*** SOURCE EXCERPT ***

GN: I see; so you came to the Hermitage here, which was a kind of a, we have pictures of that and we know how fragile it was. Let's go on then, how many were in your class when you were going through here, was it a small class of five, or twenty or how many would be in?

AP: Well, I tell you, there were so many that they broke us up into two groups. The older ones went to Novitiate at the end of the second year high school and we stayed at the Juniorate for our third year of high school.

GN: Give us an idea of the numbers. Would there be ten, fifthteen?

AP: Thirty-five between the two groups.

GN: Thirty-five between the two groups? So seventeen went on and eighteen stayed back?

AP: Something like that.

GN: Something like that. O.K.

AP: Do you want to know the names of some of them?

GN: Yes.

AP: Kiernan Brennan was in the older half; Gilbert Osmond was in the older half.

GN: What about Curtain

AP: Curtain was the baby of the whole group.

GN: I see.

AP: He's in my group, the second half.

GN: Where is he today?

AP: He's in Rosell, New Jersey, and this weekend he will be celebrating seventy years as a Brother.

GN: Where did he spend most of his years?

AP: Curtain spent at least thirty years in the Philippines, teaching the Philippines and he spent at least three years in the Mother House. I don't know just what he did there, but anyway he was called there.

GN: So like yourself he would have a good historical view of the campus here in those years, having been a fellow student of yours.

AP: Right.

GN: O.K.

AP: It's hard to imagine the campus because for instance where the original gate house and town houses are; A, B, and C; B is on the site there we used to have the pitcher’s mound of the first camp as we called it. We had three on that baseball field, we played three games together. I wasn't a good player, so I was in camp three; so was Curtain

GN: I see.

*** STORED DATA ***

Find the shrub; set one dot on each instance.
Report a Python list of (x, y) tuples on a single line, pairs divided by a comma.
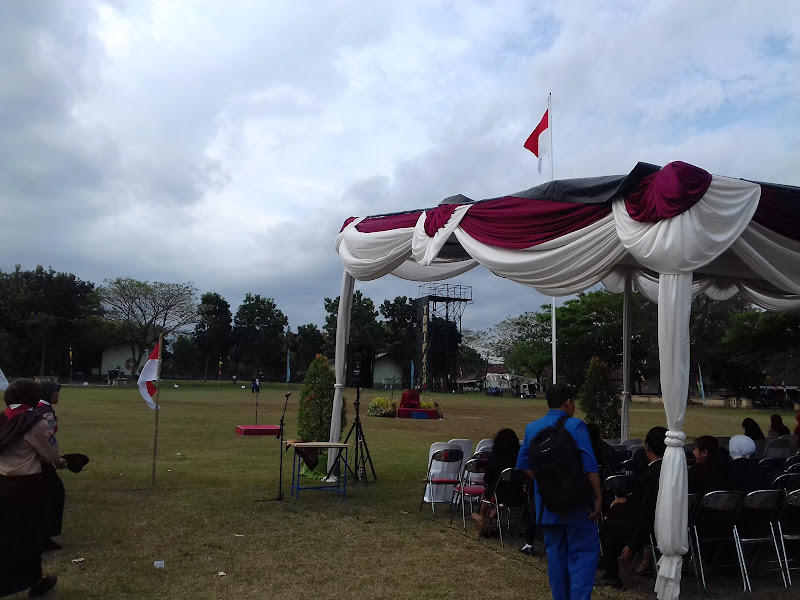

***

● REQUESTS:
1: Translate this sentence from the interview transcript into Spanish: "Curtain was the baby of the whole group."
2: Output the interview transcript word for word, starting at "GN: Where is" and ending at "was called there.".
The listing is not needed for this work.

● PROBLEM SOLUTIONS:
1: Curtain era el más pequeño de todo el grupo.

2:
GN: Where is he today?

AP: He's in Rosell, New Jersey, and this weekend he will be celebrating seventy years as a Brother.

GN: Where did he spend most of his years?

AP: Curtain spent at least thirty years in the Philippines, teaching the Philippines and he spent at least three years in the Mother House. I don't know just what he did there, but anyway he was called there.